[Entries for pointing and labeling]
━━━━━━━━━━━━━━━━━━━━━━━━━━━━━━
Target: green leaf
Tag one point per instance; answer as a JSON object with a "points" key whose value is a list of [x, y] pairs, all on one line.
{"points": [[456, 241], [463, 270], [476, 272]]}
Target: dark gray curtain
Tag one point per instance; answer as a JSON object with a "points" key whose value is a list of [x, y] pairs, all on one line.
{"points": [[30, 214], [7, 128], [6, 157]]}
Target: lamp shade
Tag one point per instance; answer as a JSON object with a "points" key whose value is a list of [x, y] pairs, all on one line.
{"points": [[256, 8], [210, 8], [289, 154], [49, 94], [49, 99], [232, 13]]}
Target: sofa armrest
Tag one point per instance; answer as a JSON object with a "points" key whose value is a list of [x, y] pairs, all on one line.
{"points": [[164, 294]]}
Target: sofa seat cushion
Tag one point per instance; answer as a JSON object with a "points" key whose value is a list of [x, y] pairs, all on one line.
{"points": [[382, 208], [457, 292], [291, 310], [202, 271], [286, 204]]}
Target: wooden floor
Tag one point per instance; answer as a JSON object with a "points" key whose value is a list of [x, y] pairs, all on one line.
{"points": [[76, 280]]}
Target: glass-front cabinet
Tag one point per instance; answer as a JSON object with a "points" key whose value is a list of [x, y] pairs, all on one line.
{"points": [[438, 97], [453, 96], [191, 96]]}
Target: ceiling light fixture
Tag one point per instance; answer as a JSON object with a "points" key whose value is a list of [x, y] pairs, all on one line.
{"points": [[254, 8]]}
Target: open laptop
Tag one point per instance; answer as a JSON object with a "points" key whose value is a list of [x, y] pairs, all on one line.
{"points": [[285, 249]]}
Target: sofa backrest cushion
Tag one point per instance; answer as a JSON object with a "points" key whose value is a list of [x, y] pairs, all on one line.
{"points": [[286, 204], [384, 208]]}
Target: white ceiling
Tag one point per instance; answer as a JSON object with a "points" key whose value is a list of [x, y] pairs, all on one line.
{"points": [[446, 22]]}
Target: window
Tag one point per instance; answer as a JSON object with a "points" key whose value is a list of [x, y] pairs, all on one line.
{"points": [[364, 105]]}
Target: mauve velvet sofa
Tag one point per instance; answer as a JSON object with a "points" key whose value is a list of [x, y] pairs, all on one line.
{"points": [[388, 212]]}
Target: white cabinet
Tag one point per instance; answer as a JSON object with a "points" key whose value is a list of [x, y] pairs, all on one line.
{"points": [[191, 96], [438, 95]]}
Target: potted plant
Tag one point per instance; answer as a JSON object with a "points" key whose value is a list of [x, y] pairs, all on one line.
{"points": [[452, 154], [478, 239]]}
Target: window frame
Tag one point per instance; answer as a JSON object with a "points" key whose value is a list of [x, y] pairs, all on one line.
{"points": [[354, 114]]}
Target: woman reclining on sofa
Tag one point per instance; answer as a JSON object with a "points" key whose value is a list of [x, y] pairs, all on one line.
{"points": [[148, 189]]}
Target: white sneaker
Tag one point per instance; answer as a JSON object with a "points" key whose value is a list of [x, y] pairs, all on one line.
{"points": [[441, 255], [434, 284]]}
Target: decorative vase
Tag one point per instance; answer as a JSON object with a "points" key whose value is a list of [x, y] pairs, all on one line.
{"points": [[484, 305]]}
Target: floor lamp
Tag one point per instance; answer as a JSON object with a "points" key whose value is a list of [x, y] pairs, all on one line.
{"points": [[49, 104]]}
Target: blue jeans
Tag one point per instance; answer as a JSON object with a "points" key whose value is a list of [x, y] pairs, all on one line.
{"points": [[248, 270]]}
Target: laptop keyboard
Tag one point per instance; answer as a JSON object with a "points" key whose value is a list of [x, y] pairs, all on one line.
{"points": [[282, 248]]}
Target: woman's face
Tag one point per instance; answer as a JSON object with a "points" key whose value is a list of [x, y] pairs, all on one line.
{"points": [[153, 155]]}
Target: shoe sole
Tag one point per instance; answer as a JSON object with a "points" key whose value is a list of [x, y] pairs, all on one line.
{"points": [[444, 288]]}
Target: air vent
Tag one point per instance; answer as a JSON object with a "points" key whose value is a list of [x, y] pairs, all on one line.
━━━━━━━━━━━━━━━━━━━━━━━━━━━━━━
#### Work to complete
Reproduce all of the material above, swapping "one point per instance" for "a single point for each instance" and leaving everything else untouched.

#### Written response
Target: green leaf
Tag a single point for each instance; answer as a JSON object with a "points" key whose value is a list of [x, y] pairs, all on one line.
{"points": [[456, 241], [463, 270], [476, 272]]}
Target: dark gray curtain
Tag a single point for each instance; answer as a JSON object with a "points" key whose value is a list of [x, y] pairs, all on one line.
{"points": [[30, 214], [7, 128], [6, 157]]}
Target: lamp shade
Tag a single point for each instance; answer as a JSON object with a "points" key whose value is a list of [x, y] pairs, all on one line.
{"points": [[256, 8], [210, 8], [289, 154], [49, 94], [49, 99], [232, 13]]}
Target: sofa armrest
Tag a single point for each instance; answer as a JSON object with a "points" key whose value is a list of [x, y] pairs, all on one line.
{"points": [[164, 294]]}
Target: sofa seat cushion
Tag a single point for each instance; answer as a JSON object with a "points" key whose value is a list of [x, y] pairs, all on one line.
{"points": [[382, 208], [457, 292], [291, 310], [202, 271], [286, 204]]}
Target: wooden floor
Tag a single point for each instance; answer as a JSON object with a "points" key whose value is a list of [x, y] pairs, all on one line.
{"points": [[76, 280]]}
Target: glass-front cabinet
Tag a single point for each instance; answer as a JSON object with a "points" key whose value is a list of [x, y] pairs, all on one line.
{"points": [[438, 97], [453, 96], [191, 96]]}
Target: ceiling light fixture
Tag a single point for each instance; answer as a JSON object with a "points" key whose value is a list of [x, y] pairs, all on one line.
{"points": [[254, 8]]}
Target: open laptop
Tag a single point for each instance; answer as a JSON object with a "points" key whose value is a list of [x, y] pairs, all on one line.
{"points": [[285, 249]]}
Target: sofa backrest cushion
Tag a single point for each instance; answer as a JSON object with a "points" key whose value is a list of [x, y] pairs, all on one line.
{"points": [[286, 204], [384, 208]]}
Target: white ceiling
Tag a single point for each instance; answer as a JSON object with a "points" key whose value is a list of [x, y] pairs, all on one line.
{"points": [[446, 22]]}
Target: window
Tag a single point for each instance; answer as a JSON object with a "points" key whose value is a list of [x, y] pairs, all on one line.
{"points": [[364, 105]]}
Target: mauve velvet sofa
Tag a single point for each instance; answer as a JSON object with a "points" key whose value is a list of [x, y] pairs, all on one line.
{"points": [[388, 212]]}
Target: white cabinet
Tag a single point for each instance; answer as a JSON object with a "points" key whose value is a list of [x, y] pairs, all on one line.
{"points": [[191, 96], [438, 95]]}
Target: potted plant
Tag a single point for each instance; answer as a JSON object with a "points" key whose value is a list of [x, y] pairs, all on one line.
{"points": [[452, 154], [478, 239]]}
Target: window frame
Tag a single point for each instance; answer as a JSON object with a "points" key whose value is a list of [x, y] pairs, all on one line.
{"points": [[354, 114]]}
Target: woman reclining on sofa
Tag a single point for each instance; answer as a JSON object with a "points" key whose value is a list of [x, y] pairs, all on one line.
{"points": [[148, 189]]}
Target: white sneaker
Tag a single point for each instance; answer as a JSON object with a "points" key whose value is a list of [x, y] pairs, all on one line.
{"points": [[441, 255], [434, 284]]}
Target: decorative vase
Tag a single point for each instance; answer as a JSON object with a "points" key whose value is a list of [x, y] pairs, all on one line.
{"points": [[484, 305]]}
Target: floor lamp
Tag a single point for each instance; answer as a JSON object with a "points" key whose value is a list of [x, y] pairs, all on one line.
{"points": [[49, 104]]}
Target: blue jeans
Tag a single point for each instance; answer as a JSON object with a "points" key whose value is a list of [x, y] pairs, all on one line.
{"points": [[248, 270]]}
Target: laptop keyboard
Tag a single point for each instance; answer as a JSON object with a "points" key whose value is a list of [x, y] pairs, all on one line.
{"points": [[282, 248]]}
Target: woman's face
Tag a single point for each instance; answer as a JSON object with a "points" key whose value is a list of [x, y] pairs, all on one line.
{"points": [[153, 155]]}
Target: shoe sole
Tag a single point for each instance; answer as a JSON object with a "points" key whose value is a list of [x, y] pairs, all on one line.
{"points": [[444, 288]]}
Target: air vent
Tag a single point for each instance; answer as a JSON object with a "points" key whose value is a list of [x, y] pairs, all on one line.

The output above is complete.